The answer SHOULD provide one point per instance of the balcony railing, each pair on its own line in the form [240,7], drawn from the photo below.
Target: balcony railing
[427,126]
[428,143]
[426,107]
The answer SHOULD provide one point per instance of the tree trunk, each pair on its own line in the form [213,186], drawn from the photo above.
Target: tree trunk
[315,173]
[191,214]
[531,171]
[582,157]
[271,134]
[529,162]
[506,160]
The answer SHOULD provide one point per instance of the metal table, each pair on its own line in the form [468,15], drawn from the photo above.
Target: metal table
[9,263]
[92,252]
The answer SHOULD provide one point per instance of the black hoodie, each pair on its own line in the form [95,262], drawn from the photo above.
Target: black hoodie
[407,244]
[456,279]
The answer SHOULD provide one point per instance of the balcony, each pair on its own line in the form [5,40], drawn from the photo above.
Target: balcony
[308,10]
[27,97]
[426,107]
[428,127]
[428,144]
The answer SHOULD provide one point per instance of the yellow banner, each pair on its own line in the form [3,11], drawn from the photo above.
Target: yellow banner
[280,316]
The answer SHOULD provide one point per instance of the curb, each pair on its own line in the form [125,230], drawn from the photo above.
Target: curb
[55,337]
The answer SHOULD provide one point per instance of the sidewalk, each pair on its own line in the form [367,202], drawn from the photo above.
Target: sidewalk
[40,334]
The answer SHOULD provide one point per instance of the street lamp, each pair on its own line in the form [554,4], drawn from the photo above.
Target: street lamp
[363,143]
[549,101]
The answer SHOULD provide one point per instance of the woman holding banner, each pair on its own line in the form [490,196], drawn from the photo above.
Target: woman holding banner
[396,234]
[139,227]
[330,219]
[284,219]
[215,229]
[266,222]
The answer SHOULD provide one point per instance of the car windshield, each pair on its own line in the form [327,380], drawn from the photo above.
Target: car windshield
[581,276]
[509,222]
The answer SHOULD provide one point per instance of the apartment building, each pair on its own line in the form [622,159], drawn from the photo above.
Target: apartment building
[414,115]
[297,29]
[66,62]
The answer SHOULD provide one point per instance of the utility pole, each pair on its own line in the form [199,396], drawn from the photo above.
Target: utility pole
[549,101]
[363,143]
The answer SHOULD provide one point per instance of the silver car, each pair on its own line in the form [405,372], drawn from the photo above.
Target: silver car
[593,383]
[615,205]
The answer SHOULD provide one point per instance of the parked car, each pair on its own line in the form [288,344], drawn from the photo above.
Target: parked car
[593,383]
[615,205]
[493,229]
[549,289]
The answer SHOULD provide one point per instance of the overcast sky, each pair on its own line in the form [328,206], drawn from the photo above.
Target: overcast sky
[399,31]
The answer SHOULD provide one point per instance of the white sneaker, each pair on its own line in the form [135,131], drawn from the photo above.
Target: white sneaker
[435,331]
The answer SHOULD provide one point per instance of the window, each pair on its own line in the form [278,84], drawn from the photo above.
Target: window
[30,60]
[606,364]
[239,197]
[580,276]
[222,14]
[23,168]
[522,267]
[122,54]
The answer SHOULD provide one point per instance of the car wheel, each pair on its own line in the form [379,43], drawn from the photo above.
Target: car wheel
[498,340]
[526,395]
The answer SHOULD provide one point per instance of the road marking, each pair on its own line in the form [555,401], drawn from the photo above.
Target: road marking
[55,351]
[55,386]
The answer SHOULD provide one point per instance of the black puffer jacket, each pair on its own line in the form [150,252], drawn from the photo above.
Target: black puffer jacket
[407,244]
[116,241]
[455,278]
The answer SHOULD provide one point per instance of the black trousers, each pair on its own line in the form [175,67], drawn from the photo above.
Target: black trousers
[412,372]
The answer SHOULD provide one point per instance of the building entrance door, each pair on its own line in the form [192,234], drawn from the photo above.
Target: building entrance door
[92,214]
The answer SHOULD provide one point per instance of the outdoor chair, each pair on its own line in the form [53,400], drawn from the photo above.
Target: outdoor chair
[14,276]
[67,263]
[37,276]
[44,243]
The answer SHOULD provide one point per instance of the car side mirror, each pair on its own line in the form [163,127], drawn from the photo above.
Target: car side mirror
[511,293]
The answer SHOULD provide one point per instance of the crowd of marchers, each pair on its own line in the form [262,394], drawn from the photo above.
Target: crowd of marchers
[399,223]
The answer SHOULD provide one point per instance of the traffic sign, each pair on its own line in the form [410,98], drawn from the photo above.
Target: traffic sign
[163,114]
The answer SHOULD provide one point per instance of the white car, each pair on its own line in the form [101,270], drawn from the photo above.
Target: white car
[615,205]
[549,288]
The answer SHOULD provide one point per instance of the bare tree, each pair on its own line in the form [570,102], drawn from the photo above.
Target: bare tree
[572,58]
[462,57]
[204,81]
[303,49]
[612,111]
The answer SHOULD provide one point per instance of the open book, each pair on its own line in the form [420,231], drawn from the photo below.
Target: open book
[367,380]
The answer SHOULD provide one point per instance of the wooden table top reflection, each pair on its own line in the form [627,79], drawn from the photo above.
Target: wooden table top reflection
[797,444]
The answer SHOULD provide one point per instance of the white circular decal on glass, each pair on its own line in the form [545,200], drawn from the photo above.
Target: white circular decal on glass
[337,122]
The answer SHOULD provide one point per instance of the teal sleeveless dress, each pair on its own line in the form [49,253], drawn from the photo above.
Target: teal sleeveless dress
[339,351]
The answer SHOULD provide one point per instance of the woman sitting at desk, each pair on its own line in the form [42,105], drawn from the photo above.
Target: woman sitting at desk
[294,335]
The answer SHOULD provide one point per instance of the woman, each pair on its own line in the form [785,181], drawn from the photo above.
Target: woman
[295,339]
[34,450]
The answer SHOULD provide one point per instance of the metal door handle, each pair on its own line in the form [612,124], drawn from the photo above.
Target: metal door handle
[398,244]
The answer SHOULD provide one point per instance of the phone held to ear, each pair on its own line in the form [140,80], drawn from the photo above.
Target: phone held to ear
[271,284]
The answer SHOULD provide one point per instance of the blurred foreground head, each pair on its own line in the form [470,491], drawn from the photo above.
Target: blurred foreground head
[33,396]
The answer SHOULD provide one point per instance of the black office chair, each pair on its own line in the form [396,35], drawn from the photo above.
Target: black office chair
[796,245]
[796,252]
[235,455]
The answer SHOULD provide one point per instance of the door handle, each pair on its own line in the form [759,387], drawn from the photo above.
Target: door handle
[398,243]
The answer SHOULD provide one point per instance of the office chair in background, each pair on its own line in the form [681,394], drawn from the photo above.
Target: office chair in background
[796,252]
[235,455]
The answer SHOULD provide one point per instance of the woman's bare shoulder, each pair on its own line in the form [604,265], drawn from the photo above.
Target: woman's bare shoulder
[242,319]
■ ■ ■
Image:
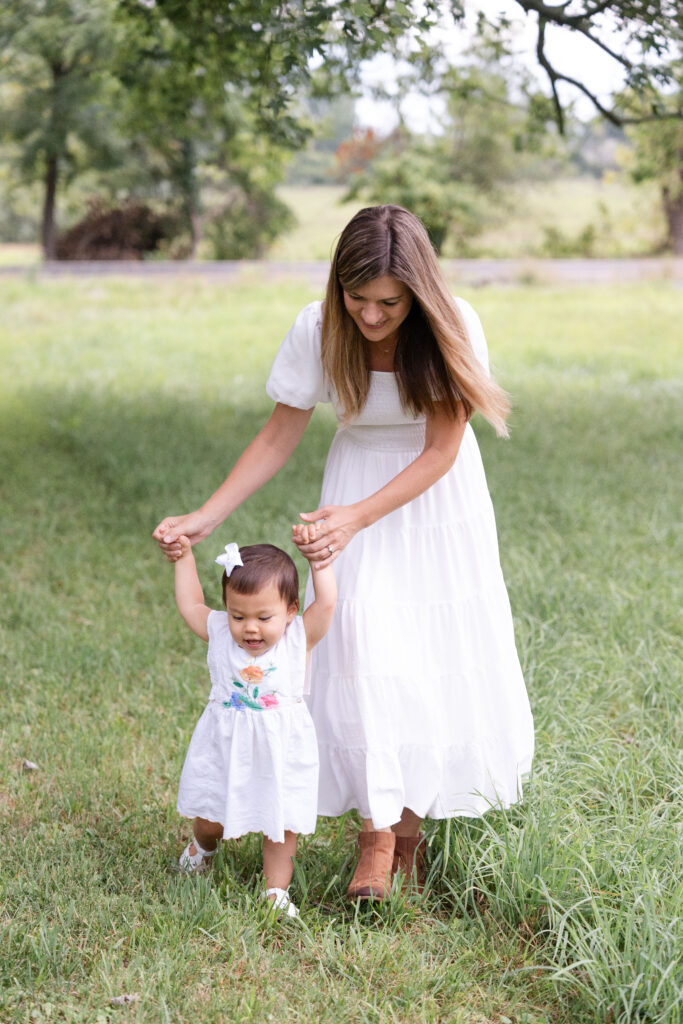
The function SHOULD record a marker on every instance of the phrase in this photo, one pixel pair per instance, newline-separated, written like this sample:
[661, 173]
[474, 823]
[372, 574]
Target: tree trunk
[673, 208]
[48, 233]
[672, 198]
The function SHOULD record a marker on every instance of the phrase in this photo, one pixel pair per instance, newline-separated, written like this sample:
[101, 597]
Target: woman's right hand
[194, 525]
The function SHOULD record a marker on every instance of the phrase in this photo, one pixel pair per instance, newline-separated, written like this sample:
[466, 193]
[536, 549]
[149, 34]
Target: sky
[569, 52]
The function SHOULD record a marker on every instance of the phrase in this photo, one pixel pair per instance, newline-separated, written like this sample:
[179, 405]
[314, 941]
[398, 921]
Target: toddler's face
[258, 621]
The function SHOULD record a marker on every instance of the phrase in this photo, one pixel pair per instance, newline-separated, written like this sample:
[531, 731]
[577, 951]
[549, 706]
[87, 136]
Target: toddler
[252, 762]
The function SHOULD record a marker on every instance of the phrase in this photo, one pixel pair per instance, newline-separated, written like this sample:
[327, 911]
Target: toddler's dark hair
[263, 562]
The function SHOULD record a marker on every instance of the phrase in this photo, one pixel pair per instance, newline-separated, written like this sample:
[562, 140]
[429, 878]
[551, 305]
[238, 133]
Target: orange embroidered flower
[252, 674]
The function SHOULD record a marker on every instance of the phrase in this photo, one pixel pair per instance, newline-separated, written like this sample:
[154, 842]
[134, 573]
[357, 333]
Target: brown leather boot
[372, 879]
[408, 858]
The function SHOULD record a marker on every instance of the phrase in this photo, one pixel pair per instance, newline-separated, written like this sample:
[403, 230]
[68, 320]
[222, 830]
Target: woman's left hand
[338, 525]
■ ■ ■
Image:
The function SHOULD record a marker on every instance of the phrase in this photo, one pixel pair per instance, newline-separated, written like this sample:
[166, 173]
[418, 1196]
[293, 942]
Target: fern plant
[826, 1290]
■ ■ ■
● **What the task requires**:
The response must hold only the lines above from the line with "[240,7], drawn from the photo below." through the line with "The answer SHOULD provide one point per instance of the tree", each copied exactly, both ends kept.

● **Response to the exercise**:
The answer SHOULD provide one point per instance of the balcony railing, each pair on its own line in the form [240,7], drawn from the photo below.
Target: balcony railing
[427,126]
[428,143]
[426,107]
The answer SHOULD provide one point per instance of the tree trunk, each pair on its own line in the form [213,186], drawn from the photo above.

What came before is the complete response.